** Exercise prompt **
Below are the records. List every line holding the word "tram".

** Listed records **
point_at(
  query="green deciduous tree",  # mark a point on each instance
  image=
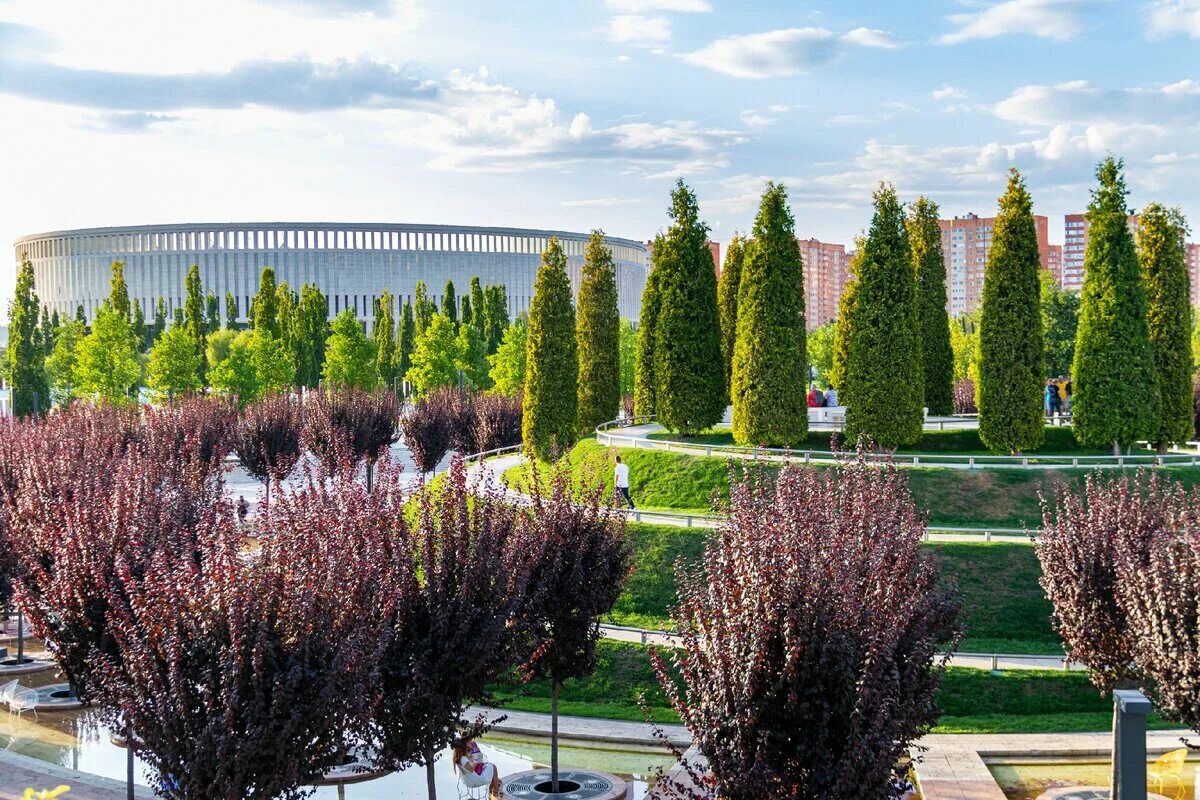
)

---

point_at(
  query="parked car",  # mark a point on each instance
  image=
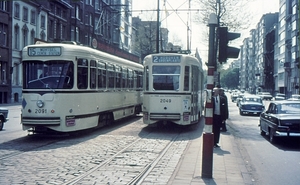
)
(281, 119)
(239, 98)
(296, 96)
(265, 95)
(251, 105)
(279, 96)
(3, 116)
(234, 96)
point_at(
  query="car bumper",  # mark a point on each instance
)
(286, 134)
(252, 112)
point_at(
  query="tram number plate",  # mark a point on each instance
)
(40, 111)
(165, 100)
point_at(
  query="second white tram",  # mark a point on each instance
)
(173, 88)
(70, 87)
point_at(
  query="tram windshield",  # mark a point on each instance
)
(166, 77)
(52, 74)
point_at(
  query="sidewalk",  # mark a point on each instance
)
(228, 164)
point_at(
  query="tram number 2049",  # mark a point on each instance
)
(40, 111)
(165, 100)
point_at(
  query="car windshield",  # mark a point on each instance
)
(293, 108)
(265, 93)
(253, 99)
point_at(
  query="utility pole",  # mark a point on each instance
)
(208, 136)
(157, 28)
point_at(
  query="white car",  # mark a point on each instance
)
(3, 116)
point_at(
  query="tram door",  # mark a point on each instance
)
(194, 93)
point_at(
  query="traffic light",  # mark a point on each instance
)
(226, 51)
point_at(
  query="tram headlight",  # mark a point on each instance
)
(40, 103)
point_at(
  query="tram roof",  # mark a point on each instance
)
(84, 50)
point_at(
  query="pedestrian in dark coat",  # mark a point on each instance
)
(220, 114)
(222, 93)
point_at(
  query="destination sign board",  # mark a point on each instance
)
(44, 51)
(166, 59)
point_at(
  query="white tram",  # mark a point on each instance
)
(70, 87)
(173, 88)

** Task result **
  query="tram number plate",  # mark a point on each instance
  query="second white tram",  # mark a point on each instance
  query="tram windshield",  # mark a point on each instance
  query="tram number 2049",  # mark a point on each instance
  query="tram door",  # mark a point on each instance
  query="tram headlight",  # mark a point on each instance
  query="tram roof",  # mark a point on each instance
  query="white tram",  # mark a point on each instance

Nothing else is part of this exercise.